* WRITTEN EXERCISE 1
For each statement, say yes or no depending on whether it agrees with the FreeBSD commit log, and quote the log's deciding words. (a) The send tag type is stored in the common send tag header. (b) In mlx5en(4), packets for a send tag used to be dropped until the tag was ready. (c) Mellanox Technologies sponsored the change that stores the send tag type in the common header.
* WRITTEN EXERCISE 2
Please answer these questions using the FreeBSD commit log.
(a) Which two extra header structures can be removed once the type is in the common header?
(b) What "MFC after" period is given for making hardware TLS send tag allocation synchronous?
(c) After which revision did the HW TLS offload regression in mlx5en(4) appear?
* WRITTEN EXERCISE 3
Pick up the FreeBSD commit log on send tags and TLS offload at its last words and continue it.

──────── EXCERPT PROVIDED

Store the send tag type in the common send tag header.

Both cxgbe(4) and mlx5(4) wrapped the existing send tag header with
their own identical headers that stored the type that the
type-specific tag structures inherited from, so in practice it seems
drivers need this in the tag anyway. This permits removing these
extra header indirections (struct cxgbe_snd_tag and struct
mlx5e_snd_tag).

In addition, this permits driver-independent code to query the type of
a tag, e.g. to know what type of tag is being queried via
if_snd_query.

Reviewed by: gallatin, hselasky, np, kib
Sponsored by: Netflix
Differential Revision: https://reviews.freebsd.org/D26689


# 78ae1e6e 31-Aug-2020 Hans Petter Selasky <hselasky@FreeBSD.org>

Make hardware TLS send tag allocation synchronous in mlx5en(4).

Previously the send tag was setup in the background, and all packets for
the given send tag were dropped until ready. Change this to be blocking
behaviour so that once the setsocketopt() for enabling TLS completes,
the socket is ready to send packets. Do this by simply flushing the
work request which does the needed firmware programming during send
tag allocation.

MFC after: 1 week
Sponsored by: Mellanox Technologies // Nvidia


# 11304ef5 17-Jun-2020 Hans Petter Selasky <hselasky@FreeBSD.org>

Fix HW TLS offload regression issue after r359919, in mlx5en(4).

Changes in the mbuf layout regarding HW TLS, resulted in wrong detection
of starting mbuf. Use a boolean variable to handle this and pass m_adj()

────────────────
──────── DATA RECORDS

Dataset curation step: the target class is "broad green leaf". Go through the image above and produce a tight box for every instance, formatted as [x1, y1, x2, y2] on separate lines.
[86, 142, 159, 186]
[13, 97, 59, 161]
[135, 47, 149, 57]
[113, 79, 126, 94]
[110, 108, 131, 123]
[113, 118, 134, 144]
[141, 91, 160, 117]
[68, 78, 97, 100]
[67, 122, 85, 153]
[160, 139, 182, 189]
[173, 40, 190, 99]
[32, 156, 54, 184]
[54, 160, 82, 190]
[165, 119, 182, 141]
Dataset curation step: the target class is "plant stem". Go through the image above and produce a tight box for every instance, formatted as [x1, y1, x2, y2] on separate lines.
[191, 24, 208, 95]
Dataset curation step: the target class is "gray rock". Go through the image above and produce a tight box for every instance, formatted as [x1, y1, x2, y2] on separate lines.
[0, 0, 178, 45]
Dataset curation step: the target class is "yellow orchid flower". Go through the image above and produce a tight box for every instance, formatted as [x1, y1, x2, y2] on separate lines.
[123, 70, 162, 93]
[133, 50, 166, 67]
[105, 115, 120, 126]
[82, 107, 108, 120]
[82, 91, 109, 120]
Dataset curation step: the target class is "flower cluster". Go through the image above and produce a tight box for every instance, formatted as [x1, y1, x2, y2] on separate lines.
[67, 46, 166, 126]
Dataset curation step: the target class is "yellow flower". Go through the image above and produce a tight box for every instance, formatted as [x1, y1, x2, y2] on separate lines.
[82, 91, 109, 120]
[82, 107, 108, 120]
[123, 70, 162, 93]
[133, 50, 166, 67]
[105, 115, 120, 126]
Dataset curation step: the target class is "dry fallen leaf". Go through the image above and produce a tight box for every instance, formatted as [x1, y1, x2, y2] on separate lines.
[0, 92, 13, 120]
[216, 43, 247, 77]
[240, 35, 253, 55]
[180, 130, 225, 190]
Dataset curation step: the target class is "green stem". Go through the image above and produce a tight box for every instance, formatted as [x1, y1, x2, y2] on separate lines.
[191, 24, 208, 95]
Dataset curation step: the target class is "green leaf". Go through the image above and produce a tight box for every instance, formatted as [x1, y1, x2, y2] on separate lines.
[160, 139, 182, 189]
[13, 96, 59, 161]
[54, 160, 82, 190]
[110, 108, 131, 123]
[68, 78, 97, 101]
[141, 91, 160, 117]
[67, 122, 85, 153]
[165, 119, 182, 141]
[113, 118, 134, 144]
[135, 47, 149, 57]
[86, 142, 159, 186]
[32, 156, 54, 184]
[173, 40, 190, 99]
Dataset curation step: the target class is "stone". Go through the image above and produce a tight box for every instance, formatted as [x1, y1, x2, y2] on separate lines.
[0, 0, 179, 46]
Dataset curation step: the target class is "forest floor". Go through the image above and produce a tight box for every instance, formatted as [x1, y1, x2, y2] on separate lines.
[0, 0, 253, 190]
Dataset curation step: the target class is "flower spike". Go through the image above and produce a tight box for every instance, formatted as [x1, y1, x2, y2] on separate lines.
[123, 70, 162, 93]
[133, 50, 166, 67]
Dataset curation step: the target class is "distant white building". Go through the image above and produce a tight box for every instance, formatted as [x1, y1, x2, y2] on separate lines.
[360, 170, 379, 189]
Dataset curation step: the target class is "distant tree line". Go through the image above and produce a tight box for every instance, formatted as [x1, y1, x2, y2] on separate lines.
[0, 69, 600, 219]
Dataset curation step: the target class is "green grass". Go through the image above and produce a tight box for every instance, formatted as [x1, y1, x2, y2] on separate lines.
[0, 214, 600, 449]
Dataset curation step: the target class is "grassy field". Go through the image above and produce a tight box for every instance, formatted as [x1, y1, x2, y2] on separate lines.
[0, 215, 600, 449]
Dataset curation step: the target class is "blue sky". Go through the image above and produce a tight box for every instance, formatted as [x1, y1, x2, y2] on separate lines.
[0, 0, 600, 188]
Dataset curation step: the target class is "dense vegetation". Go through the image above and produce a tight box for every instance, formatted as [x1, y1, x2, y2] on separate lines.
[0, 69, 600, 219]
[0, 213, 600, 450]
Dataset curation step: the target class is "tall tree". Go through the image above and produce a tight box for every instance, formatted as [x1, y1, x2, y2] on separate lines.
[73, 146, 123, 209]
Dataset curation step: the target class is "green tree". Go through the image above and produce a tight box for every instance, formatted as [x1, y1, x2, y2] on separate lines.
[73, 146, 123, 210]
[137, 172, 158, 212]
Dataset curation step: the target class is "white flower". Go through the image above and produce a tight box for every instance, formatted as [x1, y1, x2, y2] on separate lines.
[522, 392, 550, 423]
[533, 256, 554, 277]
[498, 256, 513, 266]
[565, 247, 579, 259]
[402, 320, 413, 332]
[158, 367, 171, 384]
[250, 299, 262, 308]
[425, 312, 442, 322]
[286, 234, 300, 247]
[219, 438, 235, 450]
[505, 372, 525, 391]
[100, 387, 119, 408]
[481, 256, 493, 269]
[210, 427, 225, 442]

────────────────

* TASK RESPONSE 1
(a) Yes: "Store the send tag type in the common send tag header."
(b) Yes: "all packets for the given send tag were dropped until ready."
(c) No: "Sponsored by: Netflix"

* TASK RESPONSE 2
(a) struct cxgbe_snd_tag and struct mlx5e_snd_tag
(b) 1 week
(c) r359919

* TASK RESPONSE 3
the top mbuf, so that the packet header is adjusted correctly.

MFC after: 1 week
Sponsored by: Mellanox Technologies


# 9eb1e4aa 11-Jun-2020 Hans Petter Selasky <hselasky@FreeBSD.org>

Use const keyword when parsing the TCP/IP header in the fast path in mlx5en(4).

When parsing the TCP/IP header in the fast path, make it clear by using
the const keyword, no fields are to be modified inside the transmitted
packet.

No functional change.

MFC after: 1 week
Sponsored by: Mellanox Technologies


# ce69b842 24-May-2020 Hans Petter Selasky <hselasky@FreeBSD.org>

Improve set progress parameters, SET PSV for HW TLS in mlx5en(4).

There is no need for a fence and there is no need to provide
the TCP sequence number.

Sponsored by: Mellanox Technologies


# 233a6665 24-May-2020 Hans Petter Selasky <hselasky@FreeBSD.org>

Correctly set the initial vector for TLS v1.3 for mlx5en(4).

For TLS v1.3 the 12 bytes of the initial vector, IV, should just be copied
as-is from the kernel to the gcm_iv field, which hold the first 4 bytes,
and the remaining 8 bytes go to the subsequent implicit_iv field.
There is no need to consider the byte order on the 12 bytes of IV like
initially done.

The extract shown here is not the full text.